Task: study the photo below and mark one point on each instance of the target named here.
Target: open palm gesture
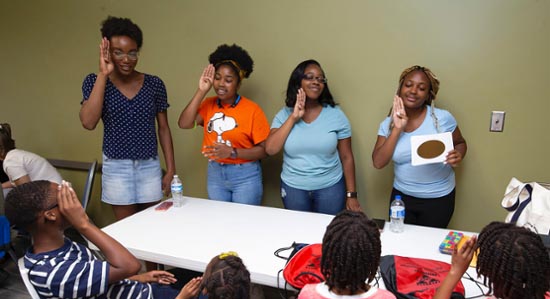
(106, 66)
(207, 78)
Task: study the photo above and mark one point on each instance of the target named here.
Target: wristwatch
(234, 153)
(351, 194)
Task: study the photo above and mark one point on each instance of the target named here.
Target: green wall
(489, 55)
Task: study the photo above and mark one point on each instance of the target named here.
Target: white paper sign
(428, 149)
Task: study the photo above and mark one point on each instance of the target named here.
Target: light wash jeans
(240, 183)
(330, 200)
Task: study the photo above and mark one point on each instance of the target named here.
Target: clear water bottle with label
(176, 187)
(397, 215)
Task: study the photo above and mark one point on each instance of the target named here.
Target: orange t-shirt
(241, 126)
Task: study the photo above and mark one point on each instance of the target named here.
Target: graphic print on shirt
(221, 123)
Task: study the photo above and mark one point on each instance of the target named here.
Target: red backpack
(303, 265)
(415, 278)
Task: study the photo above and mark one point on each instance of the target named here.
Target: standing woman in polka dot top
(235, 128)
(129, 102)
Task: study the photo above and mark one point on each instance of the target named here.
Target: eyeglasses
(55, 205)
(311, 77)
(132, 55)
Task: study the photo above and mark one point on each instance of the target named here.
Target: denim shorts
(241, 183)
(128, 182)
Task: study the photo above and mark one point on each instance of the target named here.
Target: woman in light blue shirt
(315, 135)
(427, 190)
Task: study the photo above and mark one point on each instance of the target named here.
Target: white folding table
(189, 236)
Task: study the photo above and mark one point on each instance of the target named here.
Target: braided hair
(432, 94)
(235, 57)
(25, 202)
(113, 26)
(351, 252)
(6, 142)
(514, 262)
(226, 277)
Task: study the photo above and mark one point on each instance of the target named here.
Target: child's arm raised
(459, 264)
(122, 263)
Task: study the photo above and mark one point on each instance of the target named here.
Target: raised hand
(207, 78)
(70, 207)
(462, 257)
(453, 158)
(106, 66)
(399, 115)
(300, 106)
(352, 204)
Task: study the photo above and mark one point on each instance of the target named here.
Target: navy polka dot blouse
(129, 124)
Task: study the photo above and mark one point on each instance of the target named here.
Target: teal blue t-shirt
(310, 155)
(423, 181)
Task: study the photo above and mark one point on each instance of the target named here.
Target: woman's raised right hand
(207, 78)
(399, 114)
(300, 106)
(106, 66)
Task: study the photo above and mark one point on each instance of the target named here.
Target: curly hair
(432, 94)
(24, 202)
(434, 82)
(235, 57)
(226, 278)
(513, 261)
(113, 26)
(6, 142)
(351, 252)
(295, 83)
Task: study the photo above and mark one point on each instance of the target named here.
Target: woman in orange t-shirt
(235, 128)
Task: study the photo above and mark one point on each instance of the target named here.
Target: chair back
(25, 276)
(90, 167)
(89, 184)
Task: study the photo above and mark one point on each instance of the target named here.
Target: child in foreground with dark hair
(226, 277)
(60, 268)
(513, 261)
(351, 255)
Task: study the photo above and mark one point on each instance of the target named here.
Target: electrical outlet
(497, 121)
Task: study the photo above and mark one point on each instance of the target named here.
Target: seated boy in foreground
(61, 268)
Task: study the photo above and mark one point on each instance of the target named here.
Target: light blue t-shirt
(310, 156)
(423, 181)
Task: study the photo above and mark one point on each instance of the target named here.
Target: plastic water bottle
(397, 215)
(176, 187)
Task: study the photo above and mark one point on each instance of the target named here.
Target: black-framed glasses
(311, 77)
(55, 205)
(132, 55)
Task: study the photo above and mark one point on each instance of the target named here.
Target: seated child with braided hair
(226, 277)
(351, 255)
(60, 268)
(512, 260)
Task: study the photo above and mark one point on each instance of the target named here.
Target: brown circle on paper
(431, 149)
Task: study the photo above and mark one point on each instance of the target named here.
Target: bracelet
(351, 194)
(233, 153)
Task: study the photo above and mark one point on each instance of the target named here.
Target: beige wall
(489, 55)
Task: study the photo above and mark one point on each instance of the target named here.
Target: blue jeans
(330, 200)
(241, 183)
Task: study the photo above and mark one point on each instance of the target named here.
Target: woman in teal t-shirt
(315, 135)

# Try it
Reproduce the records above exactly, leaving out every picture they contain.

# Finished task
Task: study the photo below and mark one point on each instance of the target named here.
Target: open palm gesture
(106, 66)
(207, 78)
Task: study the photo above and mark one point on each instance of the target named here.
Target: wristwatch
(234, 153)
(351, 194)
Task: study the photo above and mark one point on each instance of the target named here.
Target: green wall
(489, 55)
Task: study the photo above and mark one point on each instance of the target named here.
Target: white paper sign
(428, 149)
Task: study the photo above and mark one point on each instance of the target named here.
Target: light wash jeans
(240, 183)
(330, 200)
Task: study the photo above and mark one point on each instance of the target named here.
Target: clear water bottle with label
(176, 187)
(397, 215)
Task: study the photo above and mark one point on each instance of the target named here.
Target: orange t-shirt
(241, 126)
Task: study the photo above and mark one point on each instance of the target named here.
Target: graphic print on shirt
(221, 123)
Task: study the photo above and mark one point on each instance of the target named here.
Target: red backpack
(303, 265)
(415, 278)
Task: study the photo above and mark one point on each instance of the target named here.
Target: standing woman in polka dot top
(235, 128)
(129, 102)
Task: study the photo above and mark one point on each instance of the target named here.
Target: eyeglasses
(55, 205)
(311, 77)
(132, 55)
Task: study the photo above and mark one point on each instance of the target named here.
Target: denim shorts
(241, 183)
(128, 182)
Task: study the photo above and mark one point on each instance of the target named here.
Target: woman in light blue shirt
(315, 135)
(427, 190)
Task: study the photo above and mark one point on each instance of the target named here.
Target: white folding table
(189, 236)
Task: study the photo above and mark one point on each instance of the target named here.
Target: braided hair
(432, 94)
(235, 57)
(25, 202)
(113, 26)
(351, 252)
(6, 142)
(514, 262)
(226, 277)
Task: study the photo above and mark one point on each instance of the target named here.
Target: child's arm raised
(459, 264)
(122, 263)
Task: study the photo above and mark one point on each instance of the target named here.
Target: raised hand
(207, 78)
(70, 207)
(462, 257)
(453, 158)
(106, 66)
(399, 115)
(300, 106)
(352, 204)
Task: study the photo above and mark one point on each instance of the target named here.
Target: navy polka dot blouse
(129, 124)
Task: study the photo above and mark one point on each instance of the target named here.
Target: teal blue t-shirt
(310, 155)
(423, 181)
Task: study the photo above and mark one point on each instance of the target named here.
Target: woman's raised right hand
(207, 78)
(399, 114)
(300, 106)
(106, 66)
Task: study the photo above and mark one point on each instance of the target named here.
Target: curly hair
(432, 94)
(24, 202)
(434, 82)
(235, 57)
(226, 278)
(513, 261)
(113, 26)
(6, 142)
(351, 252)
(295, 83)
Task: study the photo above and mark one point on each instance of the target named here.
Target: woman in orange t-shirt
(235, 128)
Task: study the photo above and mark one point on each instance of the target named here.
Target: chair back
(25, 276)
(90, 167)
(89, 184)
Task: study the photo above and mark one point on each instance of the target named here.
Target: child in foreground with dark hair
(226, 277)
(60, 268)
(513, 261)
(351, 255)
Task: study the photo above and mark one point on each instance of the target named here.
Target: electrical outlet
(497, 121)
Task: study the photo above and mark one point on each instance of the target named here.
Target: seated boy in foreground
(61, 268)
Task: study the photo above and mark one point on each instance of the target named here.
Target: light blue t-shirt
(310, 156)
(423, 181)
Task: study the photo above and mark one point on each instance of the target named here.
Target: plastic water bottle
(397, 215)
(176, 187)
Task: study the photo above and mark one point on each instance of the target named here.
Target: black-framed glasses
(311, 77)
(55, 205)
(132, 55)
Task: study the photo above and mark one point on each instance of the target named here.
Target: seated child with braided hair
(226, 277)
(351, 255)
(60, 268)
(512, 260)
Task: study the photo above and mark one point on each instance of the target named here.
Target: brown circle on paper
(431, 149)
Task: study the photo above and mark one point on each instance of the target named here.
Target: bracelet
(351, 194)
(233, 153)
Task: study the photo above and mark one point on each instance of the target named here.
Target: beige wall
(489, 55)
Task: study the photo above and mark one point on each instance of the target named here.
Target: blue jeans
(330, 200)
(241, 183)
Task: study the photo above and mark one point on each instance of the target named here.
Target: woman in teal t-shirt
(315, 135)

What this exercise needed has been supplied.